::: PROVIDED DATA

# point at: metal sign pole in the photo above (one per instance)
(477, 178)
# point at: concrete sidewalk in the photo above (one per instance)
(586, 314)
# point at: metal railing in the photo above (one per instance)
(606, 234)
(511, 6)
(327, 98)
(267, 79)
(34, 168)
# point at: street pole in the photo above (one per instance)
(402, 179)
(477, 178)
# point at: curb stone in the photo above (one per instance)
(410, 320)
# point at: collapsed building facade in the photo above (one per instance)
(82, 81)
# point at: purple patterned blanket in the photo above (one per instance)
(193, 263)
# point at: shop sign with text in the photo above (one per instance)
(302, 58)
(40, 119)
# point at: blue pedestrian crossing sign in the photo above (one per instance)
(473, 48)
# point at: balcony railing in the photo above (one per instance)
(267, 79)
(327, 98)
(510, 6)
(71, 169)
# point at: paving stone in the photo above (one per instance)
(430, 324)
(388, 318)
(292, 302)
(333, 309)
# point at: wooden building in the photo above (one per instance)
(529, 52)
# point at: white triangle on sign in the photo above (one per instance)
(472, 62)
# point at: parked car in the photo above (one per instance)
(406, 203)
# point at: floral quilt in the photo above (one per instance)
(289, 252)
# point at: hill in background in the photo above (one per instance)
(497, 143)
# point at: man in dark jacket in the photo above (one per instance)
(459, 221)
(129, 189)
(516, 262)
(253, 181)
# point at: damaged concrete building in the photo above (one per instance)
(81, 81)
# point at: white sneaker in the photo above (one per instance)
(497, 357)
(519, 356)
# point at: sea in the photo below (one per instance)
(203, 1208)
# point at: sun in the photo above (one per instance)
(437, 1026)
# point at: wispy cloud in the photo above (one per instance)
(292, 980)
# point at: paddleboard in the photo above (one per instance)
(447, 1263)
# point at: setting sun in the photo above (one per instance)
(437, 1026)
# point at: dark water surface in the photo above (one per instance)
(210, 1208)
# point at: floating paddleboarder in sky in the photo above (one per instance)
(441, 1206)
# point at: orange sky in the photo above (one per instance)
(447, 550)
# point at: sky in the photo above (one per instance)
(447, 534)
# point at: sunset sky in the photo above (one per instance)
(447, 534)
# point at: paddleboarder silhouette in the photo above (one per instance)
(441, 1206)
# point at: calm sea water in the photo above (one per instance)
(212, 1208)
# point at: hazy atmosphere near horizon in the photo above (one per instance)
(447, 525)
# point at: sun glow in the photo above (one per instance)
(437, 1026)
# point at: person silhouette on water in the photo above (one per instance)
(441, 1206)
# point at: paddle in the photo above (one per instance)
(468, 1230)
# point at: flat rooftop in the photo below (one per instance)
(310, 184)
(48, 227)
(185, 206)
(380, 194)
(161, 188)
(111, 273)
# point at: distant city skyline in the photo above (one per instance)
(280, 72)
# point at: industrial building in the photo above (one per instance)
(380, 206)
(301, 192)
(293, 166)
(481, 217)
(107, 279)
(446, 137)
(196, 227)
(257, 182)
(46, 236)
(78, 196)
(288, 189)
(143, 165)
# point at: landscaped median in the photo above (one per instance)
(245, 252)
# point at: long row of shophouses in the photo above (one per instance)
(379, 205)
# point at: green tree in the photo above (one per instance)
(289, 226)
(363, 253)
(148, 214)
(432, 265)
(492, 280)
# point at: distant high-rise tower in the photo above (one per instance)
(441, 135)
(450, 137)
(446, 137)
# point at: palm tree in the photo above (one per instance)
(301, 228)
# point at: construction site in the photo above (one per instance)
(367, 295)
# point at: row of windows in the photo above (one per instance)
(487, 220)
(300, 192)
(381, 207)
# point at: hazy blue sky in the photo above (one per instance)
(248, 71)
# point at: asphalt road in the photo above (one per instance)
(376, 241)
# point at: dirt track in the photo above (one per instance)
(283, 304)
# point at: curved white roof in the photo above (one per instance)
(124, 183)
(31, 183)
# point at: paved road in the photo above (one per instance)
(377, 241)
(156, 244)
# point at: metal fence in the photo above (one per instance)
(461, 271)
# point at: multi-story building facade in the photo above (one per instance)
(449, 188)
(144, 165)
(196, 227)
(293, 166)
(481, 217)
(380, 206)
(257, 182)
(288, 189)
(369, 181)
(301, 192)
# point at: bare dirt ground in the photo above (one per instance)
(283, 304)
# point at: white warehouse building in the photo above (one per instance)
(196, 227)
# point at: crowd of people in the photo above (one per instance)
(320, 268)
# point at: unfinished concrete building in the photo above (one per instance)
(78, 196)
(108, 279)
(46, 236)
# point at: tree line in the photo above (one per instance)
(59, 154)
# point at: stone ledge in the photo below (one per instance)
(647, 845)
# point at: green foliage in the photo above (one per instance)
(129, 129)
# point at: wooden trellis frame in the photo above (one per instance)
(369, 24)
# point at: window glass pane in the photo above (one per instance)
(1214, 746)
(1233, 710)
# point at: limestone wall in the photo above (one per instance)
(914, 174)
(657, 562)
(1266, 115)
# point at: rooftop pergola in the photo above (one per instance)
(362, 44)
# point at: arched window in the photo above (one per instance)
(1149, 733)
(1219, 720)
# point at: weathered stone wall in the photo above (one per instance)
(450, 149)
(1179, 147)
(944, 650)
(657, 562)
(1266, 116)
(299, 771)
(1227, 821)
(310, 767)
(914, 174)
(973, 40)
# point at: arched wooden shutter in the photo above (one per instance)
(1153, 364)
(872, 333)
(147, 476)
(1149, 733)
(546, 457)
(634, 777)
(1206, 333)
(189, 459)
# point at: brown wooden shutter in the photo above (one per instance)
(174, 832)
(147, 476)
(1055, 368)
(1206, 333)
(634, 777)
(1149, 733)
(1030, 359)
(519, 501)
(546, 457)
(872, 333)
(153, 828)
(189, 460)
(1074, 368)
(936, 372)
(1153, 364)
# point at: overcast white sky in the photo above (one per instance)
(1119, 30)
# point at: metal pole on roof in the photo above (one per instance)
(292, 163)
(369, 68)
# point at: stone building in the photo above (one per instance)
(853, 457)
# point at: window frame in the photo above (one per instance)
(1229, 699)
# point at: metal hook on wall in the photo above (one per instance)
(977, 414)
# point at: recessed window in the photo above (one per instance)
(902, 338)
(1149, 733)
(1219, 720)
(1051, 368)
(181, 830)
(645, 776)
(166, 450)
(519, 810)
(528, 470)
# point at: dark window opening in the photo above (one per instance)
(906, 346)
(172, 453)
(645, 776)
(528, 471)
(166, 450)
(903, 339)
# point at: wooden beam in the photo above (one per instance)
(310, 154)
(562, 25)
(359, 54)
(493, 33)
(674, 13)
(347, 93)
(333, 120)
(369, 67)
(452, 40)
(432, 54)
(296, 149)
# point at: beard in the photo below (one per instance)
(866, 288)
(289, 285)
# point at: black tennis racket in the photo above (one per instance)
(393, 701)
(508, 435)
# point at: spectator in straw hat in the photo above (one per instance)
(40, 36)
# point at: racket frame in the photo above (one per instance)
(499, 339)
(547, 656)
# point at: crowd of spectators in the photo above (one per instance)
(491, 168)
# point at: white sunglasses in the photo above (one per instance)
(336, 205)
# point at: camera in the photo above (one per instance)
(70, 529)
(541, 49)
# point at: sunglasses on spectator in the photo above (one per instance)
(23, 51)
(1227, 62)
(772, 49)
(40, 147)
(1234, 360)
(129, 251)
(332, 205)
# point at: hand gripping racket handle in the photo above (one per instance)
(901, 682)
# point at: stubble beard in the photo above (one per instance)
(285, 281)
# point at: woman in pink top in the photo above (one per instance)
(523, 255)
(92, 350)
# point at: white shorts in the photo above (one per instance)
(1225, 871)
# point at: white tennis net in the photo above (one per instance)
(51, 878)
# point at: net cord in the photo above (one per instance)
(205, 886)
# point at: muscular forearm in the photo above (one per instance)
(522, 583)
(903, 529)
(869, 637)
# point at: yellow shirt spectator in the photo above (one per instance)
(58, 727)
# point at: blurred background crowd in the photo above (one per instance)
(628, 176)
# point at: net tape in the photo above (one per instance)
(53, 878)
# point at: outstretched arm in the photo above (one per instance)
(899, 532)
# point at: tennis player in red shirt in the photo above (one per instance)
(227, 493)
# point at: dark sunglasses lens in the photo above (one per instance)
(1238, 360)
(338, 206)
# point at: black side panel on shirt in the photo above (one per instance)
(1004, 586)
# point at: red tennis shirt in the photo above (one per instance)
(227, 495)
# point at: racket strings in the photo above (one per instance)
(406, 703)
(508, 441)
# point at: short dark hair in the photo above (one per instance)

::::::

■ TASK GOAL ■
Please repeat the items above without any change, starting at the line that contains "# point at: net tape" and continuing through the last line of the items, including both ends.

■ CORRECT RESPONSE ■
# point at: net tape in the photo above (one per instance)
(53, 878)
# point at: outstretched arm in the photo above (one per instance)
(899, 532)
# point at: tennis player in red shirt in the photo above (one per instance)
(227, 493)
# point at: dark sunglasses lens in the photo above (one per instance)
(1238, 360)
(338, 206)
# point at: black side panel on shirt in the photo above (one per instance)
(1004, 586)
# point at: red tennis shirt in the photo above (one per instance)
(227, 495)
# point at: racket strings in the photo above (one per instance)
(406, 703)
(508, 441)
# point at: short dark hair in the photo above (one per instance)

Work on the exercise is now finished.